┌─ THE DATA

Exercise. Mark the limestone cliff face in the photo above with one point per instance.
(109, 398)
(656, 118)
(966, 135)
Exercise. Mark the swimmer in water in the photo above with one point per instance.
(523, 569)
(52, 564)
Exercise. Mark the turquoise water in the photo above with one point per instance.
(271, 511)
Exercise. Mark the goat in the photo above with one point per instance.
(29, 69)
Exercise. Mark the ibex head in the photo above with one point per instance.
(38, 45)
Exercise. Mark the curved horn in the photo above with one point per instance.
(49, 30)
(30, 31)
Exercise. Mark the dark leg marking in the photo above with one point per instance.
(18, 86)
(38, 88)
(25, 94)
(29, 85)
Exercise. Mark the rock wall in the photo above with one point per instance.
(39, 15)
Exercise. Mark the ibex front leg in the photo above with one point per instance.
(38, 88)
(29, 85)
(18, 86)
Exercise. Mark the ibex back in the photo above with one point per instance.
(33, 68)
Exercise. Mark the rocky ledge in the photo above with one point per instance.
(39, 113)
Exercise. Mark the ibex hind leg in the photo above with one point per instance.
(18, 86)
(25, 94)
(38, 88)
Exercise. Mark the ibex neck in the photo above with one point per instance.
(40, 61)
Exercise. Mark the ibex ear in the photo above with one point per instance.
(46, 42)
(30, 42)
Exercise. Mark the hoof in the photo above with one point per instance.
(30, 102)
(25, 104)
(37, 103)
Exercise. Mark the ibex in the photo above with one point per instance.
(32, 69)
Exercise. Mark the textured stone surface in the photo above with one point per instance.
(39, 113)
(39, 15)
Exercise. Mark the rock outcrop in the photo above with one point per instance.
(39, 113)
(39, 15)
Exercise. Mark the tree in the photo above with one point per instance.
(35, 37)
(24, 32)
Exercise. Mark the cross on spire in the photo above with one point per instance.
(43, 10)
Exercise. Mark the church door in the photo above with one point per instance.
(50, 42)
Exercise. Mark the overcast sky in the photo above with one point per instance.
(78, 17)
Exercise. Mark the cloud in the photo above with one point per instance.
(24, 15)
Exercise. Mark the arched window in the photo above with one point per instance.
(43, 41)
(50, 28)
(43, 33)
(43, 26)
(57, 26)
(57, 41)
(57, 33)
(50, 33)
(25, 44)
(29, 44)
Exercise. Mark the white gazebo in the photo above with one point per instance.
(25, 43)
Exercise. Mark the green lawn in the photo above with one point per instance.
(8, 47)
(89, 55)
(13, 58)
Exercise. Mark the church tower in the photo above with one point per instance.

└─

■ WORK TO BE COMPLETED ■
Word for word, reproduce every line of the data.

■ RESULT BELOW ■
Exercise. Mark the limestone cliff face in the photo above with one point per instance.
(109, 398)
(656, 118)
(966, 135)
Exercise. Mark the swimmer in water in the photo above with one point per instance.
(523, 569)
(52, 564)
Exercise. Mark the turquoise water in the photo above with one point per instance.
(271, 511)
Exercise. Mark the goat in the photo above with one point per instance.
(29, 69)
Exercise. Mark the ibex head in the photo above with one point per instance.
(38, 45)
Exercise. Mark the curved horn in the photo above with one point per instance.
(49, 30)
(30, 31)
Exercise. Mark the dark leg marking in the photo above with one point per instance.
(18, 86)
(38, 88)
(25, 94)
(29, 85)
Exercise. Mark the rock wall in the photo above with one point per instance.
(39, 15)
Exercise. Mark the ibex front leg in the photo above with one point per instance.
(38, 88)
(29, 85)
(18, 86)
Exercise. Mark the ibex back in the photo above with one point per instance.
(33, 68)
Exercise. Mark the rocky ledge in the photo above with one point per instance.
(39, 113)
Exercise. Mark the ibex hind leg in the photo above with one point per instance.
(18, 86)
(25, 94)
(38, 88)
Exercise. Mark the ibex neck in the photo above with one point per instance.
(40, 61)
Exercise. Mark the ibex ear in the photo above with one point per instance.
(46, 42)
(30, 42)
Exercise. Mark the hoof in the photo above with one point per instance.
(30, 102)
(25, 104)
(37, 103)
Exercise. Mark the ibex in the photo above with one point per instance.
(32, 69)
Exercise. Mark the textured stone surface in the photo above with one point per instance.
(39, 113)
(39, 15)
Exercise. Mark the rock outcrop in the photo above with one point per instance.
(39, 113)
(39, 15)
Exercise. Mark the tree in the photo above with one point per instance.
(35, 37)
(24, 32)
Exercise. Mark the cross on spire in the photo above with one point per instance.
(43, 10)
Exercise. Mark the church door in the photo above with one point per instance.
(50, 42)
Exercise. Mark the overcast sky in the photo above with one point per instance.
(78, 17)
Exercise. Mark the cloud in the photo above with one point per instance.
(24, 15)
Exercise. Mark the arched window in the photo above with one point per instance.
(43, 41)
(50, 28)
(43, 33)
(43, 26)
(57, 26)
(57, 41)
(57, 33)
(50, 33)
(25, 44)
(29, 44)
Exercise. Mark the white gazebo in the photo above with one point per instance.
(25, 43)
Exercise. Mark the green lawn in the photo above with one point per instance.
(8, 47)
(89, 55)
(13, 58)
Exercise. Mark the church tower in the photo above with one point per instance.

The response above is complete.